■ **Objective**
Rewrite these records, switching every "pick planner" to "route planner" and keeping everything else the same.

** Start Excerpted records **

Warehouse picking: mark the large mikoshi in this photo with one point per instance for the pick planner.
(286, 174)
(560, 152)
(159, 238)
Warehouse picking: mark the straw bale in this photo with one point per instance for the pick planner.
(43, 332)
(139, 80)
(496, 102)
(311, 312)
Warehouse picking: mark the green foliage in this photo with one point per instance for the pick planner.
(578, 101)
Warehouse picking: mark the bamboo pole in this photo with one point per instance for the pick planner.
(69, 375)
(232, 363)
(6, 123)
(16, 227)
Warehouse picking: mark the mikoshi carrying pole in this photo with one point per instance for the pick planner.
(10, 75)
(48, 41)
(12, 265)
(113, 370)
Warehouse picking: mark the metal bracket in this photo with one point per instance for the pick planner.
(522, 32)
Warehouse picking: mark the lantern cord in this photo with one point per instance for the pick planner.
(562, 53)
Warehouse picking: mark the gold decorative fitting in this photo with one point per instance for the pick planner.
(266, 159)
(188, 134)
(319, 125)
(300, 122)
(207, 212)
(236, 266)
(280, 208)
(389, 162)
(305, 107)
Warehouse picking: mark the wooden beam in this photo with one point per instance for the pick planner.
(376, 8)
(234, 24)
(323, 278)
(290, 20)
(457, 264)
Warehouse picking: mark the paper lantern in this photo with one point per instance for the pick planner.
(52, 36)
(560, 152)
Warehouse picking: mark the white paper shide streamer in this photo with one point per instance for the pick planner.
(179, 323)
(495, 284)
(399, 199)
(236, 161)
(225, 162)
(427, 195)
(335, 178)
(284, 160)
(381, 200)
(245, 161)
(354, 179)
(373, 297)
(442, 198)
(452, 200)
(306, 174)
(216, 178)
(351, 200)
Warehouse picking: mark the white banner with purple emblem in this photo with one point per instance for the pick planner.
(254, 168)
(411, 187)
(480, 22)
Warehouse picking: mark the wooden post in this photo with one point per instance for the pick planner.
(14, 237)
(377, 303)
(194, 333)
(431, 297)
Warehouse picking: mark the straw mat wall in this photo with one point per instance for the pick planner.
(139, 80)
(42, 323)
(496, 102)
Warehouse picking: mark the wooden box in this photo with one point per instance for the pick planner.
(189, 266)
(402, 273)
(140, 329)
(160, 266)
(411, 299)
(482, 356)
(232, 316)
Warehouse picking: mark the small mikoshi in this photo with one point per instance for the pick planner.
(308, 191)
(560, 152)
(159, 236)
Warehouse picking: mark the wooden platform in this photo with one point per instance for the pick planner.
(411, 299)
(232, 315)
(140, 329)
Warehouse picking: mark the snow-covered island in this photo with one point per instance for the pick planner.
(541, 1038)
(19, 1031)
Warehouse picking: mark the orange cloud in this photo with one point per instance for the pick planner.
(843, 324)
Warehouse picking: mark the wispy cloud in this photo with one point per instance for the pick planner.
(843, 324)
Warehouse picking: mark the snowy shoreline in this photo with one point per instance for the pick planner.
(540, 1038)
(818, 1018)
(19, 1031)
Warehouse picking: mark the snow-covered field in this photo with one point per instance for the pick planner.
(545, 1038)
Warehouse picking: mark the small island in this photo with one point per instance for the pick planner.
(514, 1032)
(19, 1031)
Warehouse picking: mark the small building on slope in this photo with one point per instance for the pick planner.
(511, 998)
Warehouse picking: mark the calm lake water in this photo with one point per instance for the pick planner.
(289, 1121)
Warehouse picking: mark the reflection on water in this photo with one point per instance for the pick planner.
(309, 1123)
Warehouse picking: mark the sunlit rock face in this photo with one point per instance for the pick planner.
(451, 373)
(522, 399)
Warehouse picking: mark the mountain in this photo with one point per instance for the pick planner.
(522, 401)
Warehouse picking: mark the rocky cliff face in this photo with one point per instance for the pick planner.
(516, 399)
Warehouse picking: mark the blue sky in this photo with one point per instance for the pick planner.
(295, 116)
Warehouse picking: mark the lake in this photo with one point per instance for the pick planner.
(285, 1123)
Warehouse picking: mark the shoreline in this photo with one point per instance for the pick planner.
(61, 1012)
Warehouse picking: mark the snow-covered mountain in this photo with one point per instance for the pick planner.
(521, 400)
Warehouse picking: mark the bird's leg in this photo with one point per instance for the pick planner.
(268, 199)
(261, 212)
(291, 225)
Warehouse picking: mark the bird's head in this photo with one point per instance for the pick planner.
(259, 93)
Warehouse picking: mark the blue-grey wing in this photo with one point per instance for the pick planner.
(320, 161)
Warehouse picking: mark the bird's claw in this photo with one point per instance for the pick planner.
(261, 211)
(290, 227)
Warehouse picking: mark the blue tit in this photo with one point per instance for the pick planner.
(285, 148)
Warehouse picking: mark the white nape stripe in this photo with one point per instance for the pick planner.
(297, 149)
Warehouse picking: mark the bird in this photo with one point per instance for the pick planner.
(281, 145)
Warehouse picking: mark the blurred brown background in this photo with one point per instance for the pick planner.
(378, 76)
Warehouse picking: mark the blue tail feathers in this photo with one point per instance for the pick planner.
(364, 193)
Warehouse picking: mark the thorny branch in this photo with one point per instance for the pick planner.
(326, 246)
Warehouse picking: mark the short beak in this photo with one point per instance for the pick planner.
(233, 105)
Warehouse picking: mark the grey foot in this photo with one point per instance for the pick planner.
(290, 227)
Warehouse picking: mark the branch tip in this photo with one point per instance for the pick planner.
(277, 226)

** End Excerpted records **

■ **Result**
Warehouse picking: mark the large mikoshi in this photo with one point per instance for the route planner.
(286, 174)
(560, 152)
(159, 238)
Warehouse picking: mark the straw bale in this photo with one point per instance for the route planner.
(43, 332)
(139, 80)
(496, 102)
(311, 312)
Warehouse picking: mark the green foliage in this photo with one point per instance for the route planner.
(578, 101)
Warehouse picking: mark the bamboo pole in this photo with one point per instance for the route planner.
(69, 375)
(232, 363)
(6, 123)
(16, 227)
Warehouse picking: mark the mikoshi carrying pole in this photo with one point per instance for the route planner.
(10, 75)
(48, 41)
(12, 265)
(113, 370)
Warehouse picking: mark the metal bracket in this photo with one point per instance for the route planner.
(522, 32)
Warehouse picking: mark the lantern cord in this photo with one point per instance for the route planner.
(562, 53)
Warehouse picking: mark the gold decorative fitting in this photo with one point per instance for the route planner.
(266, 159)
(188, 134)
(319, 125)
(300, 122)
(207, 212)
(236, 266)
(280, 208)
(389, 162)
(305, 107)
Warehouse picking: mark the wooden beam in this photo with one point per instance for the route planner.
(376, 8)
(234, 24)
(323, 278)
(290, 20)
(457, 264)
Warehouse picking: mark the paper lantern in this photo with one point per instance for the route planner.
(52, 36)
(560, 152)
Warehouse picking: mark the white paper shide streamer in this photo with one point per instance for the route planner.
(179, 323)
(495, 284)
(399, 199)
(236, 161)
(225, 162)
(427, 195)
(335, 178)
(284, 160)
(381, 200)
(245, 161)
(354, 179)
(373, 297)
(442, 198)
(452, 200)
(306, 174)
(216, 178)
(351, 200)
Warehouse picking: mark the white banner with purple emblem in this photo with one point per instance for the route planner.
(254, 168)
(411, 187)
(480, 22)
Warehouse picking: mark the wooden post in this photo with one point per instance for the route planner.
(14, 237)
(377, 303)
(194, 333)
(431, 297)
Warehouse picking: mark the straw mat wall in this photo with one point per instance for the route planner.
(139, 80)
(42, 323)
(496, 102)
Warehouse picking: mark the wooden box in this photo with one point per instance for the route planner.
(189, 266)
(402, 273)
(140, 329)
(160, 266)
(411, 299)
(482, 356)
(232, 316)
Warehouse picking: mark the small mikoshi in this photo with one point per instance for the route planner.
(308, 191)
(560, 152)
(159, 236)
Warehouse picking: mark the wooden platform in this photo with one point per instance for the route planner.
(411, 299)
(232, 315)
(140, 329)
Warehouse picking: mark the snow-covered island in this photo with one point per instance for the route planner.
(541, 1038)
(19, 1031)
Warehouse picking: mark the orange cloud in this photo with one point per instance for the route planner.
(843, 324)
Warehouse picking: mark the wispy cloud in this photo with one point per instance for the route planner.
(843, 324)
Warehouse picking: mark the snowy shoreline in this photo with one point per instance for the route planner.
(540, 1038)
(818, 1018)
(19, 1031)
Warehouse picking: mark the snow-covered field in this photo with one point per instance for the route planner.
(545, 1038)
Warehouse picking: mark the small island in this photo with one point per instance for the route planner.
(514, 1032)
(19, 1031)
Warehouse picking: mark the small building on slope in this photo with one point per instance for the route planner.
(511, 998)
Warehouse picking: mark the calm lake water in this photo with one point per instance for the route planner.
(289, 1121)
Warehouse picking: mark the reflection on water in this photo with one point per instance for the route planner.
(309, 1123)
Warehouse picking: mark the sunlit rock face in this photo with one point per instance for the route planner.
(451, 373)
(522, 399)
Warehouse picking: mark the mountain in this photo with one point per instance for the route planner.
(522, 401)
Warehouse picking: mark the rocky cliff face in this photo with one point per instance for the route planner.
(516, 399)
Warehouse picking: mark the blue sky in this photo with one point per instance for the route planner.
(295, 116)
Warehouse picking: mark the lake in this photo with one point per instance for the route planner.
(285, 1123)
Warehouse picking: mark the shoreline in this photo with one point per instance for the route planner.
(61, 1012)
Warehouse picking: mark the snow-covered mountain in this photo with one point per instance for the route planner.
(521, 400)
Warehouse picking: mark the bird's leg in this photo with one point per instance for the route planner.
(268, 199)
(261, 212)
(291, 225)
Warehouse picking: mark the bird's head in this photo with one point per instance for the route planner.
(259, 93)
Warehouse picking: mark the blue-grey wing in this photo with one point per instance for the route planner.
(320, 161)
Warehouse picking: mark the bird's claw in this photo with one point per instance for the route planner.
(261, 211)
(290, 227)
Warehouse picking: mark the blue tit in this photo with one point per instance for the route planner.
(285, 148)
Warehouse picking: mark the white nape stripe in this photo with one point per instance for the route planner.
(297, 149)
Warehouse picking: mark the bird in this photo with one point per instance for the route planner.
(281, 145)
Warehouse picking: mark the blurred brown background in this photo with one point per instance for the route planner.
(378, 76)
Warehouse picking: mark the blue tail feathers in this photo with one point per instance for the route planner.
(364, 193)
Warehouse picking: mark the thorny branch in this photo with one point per instance for the route planner.
(326, 246)
Warehouse picking: mark the short beak in this photo with one point per instance for the route planner.
(233, 105)
Warehouse picking: mark the grey foot in this photo with one point per instance for the route planner.
(290, 227)
Warehouse picking: mark the branch tip in this photo with one point per instance for the route planner.
(277, 226)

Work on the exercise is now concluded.